(Coordinate labeling data)
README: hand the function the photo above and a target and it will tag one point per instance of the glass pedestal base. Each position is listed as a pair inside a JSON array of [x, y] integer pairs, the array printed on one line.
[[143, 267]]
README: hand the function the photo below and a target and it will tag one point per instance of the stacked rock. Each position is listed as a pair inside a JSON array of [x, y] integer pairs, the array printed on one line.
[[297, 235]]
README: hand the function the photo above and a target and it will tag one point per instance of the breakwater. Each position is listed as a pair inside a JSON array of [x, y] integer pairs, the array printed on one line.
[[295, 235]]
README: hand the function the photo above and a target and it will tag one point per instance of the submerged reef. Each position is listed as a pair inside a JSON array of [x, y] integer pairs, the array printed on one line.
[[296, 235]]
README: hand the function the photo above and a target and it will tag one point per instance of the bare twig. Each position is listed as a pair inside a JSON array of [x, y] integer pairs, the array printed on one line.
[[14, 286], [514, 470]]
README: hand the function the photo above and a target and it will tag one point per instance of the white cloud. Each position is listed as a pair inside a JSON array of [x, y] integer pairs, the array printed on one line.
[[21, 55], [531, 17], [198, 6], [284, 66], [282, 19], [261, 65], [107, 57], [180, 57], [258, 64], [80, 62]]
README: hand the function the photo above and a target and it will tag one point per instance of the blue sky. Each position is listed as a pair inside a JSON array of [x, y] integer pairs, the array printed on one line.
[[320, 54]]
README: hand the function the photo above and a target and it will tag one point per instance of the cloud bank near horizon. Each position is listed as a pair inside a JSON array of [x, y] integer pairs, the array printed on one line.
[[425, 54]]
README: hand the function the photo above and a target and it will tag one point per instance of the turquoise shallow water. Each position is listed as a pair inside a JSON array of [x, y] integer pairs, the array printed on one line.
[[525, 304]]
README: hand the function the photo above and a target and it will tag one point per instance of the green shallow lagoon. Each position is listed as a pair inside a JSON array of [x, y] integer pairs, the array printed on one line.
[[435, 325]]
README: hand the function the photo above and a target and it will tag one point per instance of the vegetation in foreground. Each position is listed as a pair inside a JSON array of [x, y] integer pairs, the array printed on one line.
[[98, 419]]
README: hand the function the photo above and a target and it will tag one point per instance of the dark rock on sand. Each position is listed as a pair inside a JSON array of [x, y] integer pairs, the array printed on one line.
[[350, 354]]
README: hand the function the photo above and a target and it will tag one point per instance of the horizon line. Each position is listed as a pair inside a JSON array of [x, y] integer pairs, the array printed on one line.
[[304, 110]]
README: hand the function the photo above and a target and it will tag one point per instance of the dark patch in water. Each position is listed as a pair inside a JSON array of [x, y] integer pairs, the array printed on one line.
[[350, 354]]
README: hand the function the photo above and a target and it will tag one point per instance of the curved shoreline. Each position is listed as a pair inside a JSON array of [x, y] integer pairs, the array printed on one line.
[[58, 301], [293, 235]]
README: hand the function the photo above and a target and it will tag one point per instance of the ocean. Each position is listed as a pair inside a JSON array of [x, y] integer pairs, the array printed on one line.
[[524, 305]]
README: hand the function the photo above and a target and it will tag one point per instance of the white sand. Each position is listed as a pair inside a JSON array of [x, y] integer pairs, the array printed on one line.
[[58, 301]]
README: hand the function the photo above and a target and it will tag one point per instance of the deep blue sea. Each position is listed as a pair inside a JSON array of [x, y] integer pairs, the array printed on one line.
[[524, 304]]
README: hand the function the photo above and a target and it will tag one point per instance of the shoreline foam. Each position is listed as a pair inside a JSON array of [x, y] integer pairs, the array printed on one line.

**Written exercise:**
Can you reproduce every one of the rows above word for word, leaving nothing out?

**Reply to the exercise:**
README: hand the function the photo above and a target and it will tag one point per instance of the glass pedestal base. Each position is listed as a pair inside a JSON array of [x, y] integer pairs, the array printed on one line.
[[143, 267]]
README: hand the function the photo below and a target and it will tag one point per instance of the stacked rock. Each position is listed as a pair inside a JSON array of [x, y] integer pairs, the array printed on one line.
[[297, 235]]
README: hand the function the photo above and a target and it will tag one point per instance of the breakwater. Each position is listed as a pair inside a JSON array of [x, y] integer pairs, the array printed on one line.
[[295, 235]]
README: hand the function the photo above and a target and it will tag one point per instance of the submerged reef. Each position is listed as a pair inside a JSON array of [x, y] integer pairs, the array printed on one line.
[[296, 235]]
README: hand the function the photo above and a target and it will tag one point per instance of the bare twig. Each position is listed as a pair inside a JSON array of [x, y] integer pairs, the array printed on one line.
[[14, 286], [514, 470]]
README: hand the function the photo above and a target and it will tag one point per instance of the white cloud. Each position is listed as a pair inside a JSON array of [x, y] integer pairs, the array printed on one line.
[[21, 55], [531, 17], [198, 6], [284, 66], [282, 19], [261, 65], [107, 57], [180, 57], [258, 64], [80, 62]]
README: hand the function the photo above and a target and it will tag one point per instance of the blue sky. Each position is listed as a pair inside a JSON array of [x, y] integer pairs, the array printed on one line.
[[320, 54]]
README: hand the function the photo above and a target and it will tag one point per instance of the cloud bank near horizon. Each position is listed as a pair inside a JSON array of [x, y] integer pairs, the array printed on one line.
[[425, 54]]
README: hand the function the photo above and a target and it will tag one point per instance of the turquoise shallow water. Each position is listed as a pair inside a JSON array of [x, y] integer pairs, the array printed on one line.
[[525, 304]]
README: hand the function the photo above and a target and it will tag one point per instance of the green shallow lagoon. Each position is listed as a pair inside a JSON array of [x, y] integer pairs, the array printed on one line.
[[435, 325]]
README: hand the function the photo above and a target and it will tag one point per instance of the vegetation in foreground. Each position is listed as a pair inside a JSON array of [x, y] integer pairs, the array printed on one line.
[[98, 419]]
README: hand the function the photo above and a target and it will tag one point per instance of the dark rock on sand. Each position is listed as a pair inside a JSON array of [x, y] integer pairs, the array printed on one line.
[[350, 354]]
README: hand the function the photo above and a target and it will tag one point per instance of the horizon line. Each position is listed as a pair inside a JSON array of [x, y] integer pairs, the array printed on one line.
[[304, 110]]
README: hand the function the photo above and a target and it will tag one point per instance of the dark patch in water. Each position is listed as a pair inside a JSON array of [x, y] integer pairs, the array printed on one line.
[[350, 354]]
README: hand the function the photo above and a target and it will tag one point per instance of the curved shoreline. Each position is listed as a pair inside a JSON array of [x, y] integer pairs, the array printed on one line.
[[58, 301], [293, 235]]
README: hand the function the photo above and a target and it will tag one point per instance of the ocean. Each position is listed as a pair inside a JSON array of [x, y] integer pairs, the array printed on one line.
[[524, 305]]
README: hand the function the photo above and a target and it will tag one point per instance of the white sand. Each position is listed as a pair inside a JSON array of [x, y] integer pairs, the array printed on one line.
[[58, 301]]
README: hand the function the photo above and a target and it will tag one point per instance of the deep blue sea. Each position is listed as a pair inside a JSON array of [x, y] integer pairs, the array printed on one line.
[[524, 304]]
README: hand the function the photo above and a target and it will tag one point per instance of the shoreline foam. Each position is listed as a pair inside a JSON array of [x, y] integer pairs, the array printed on one line.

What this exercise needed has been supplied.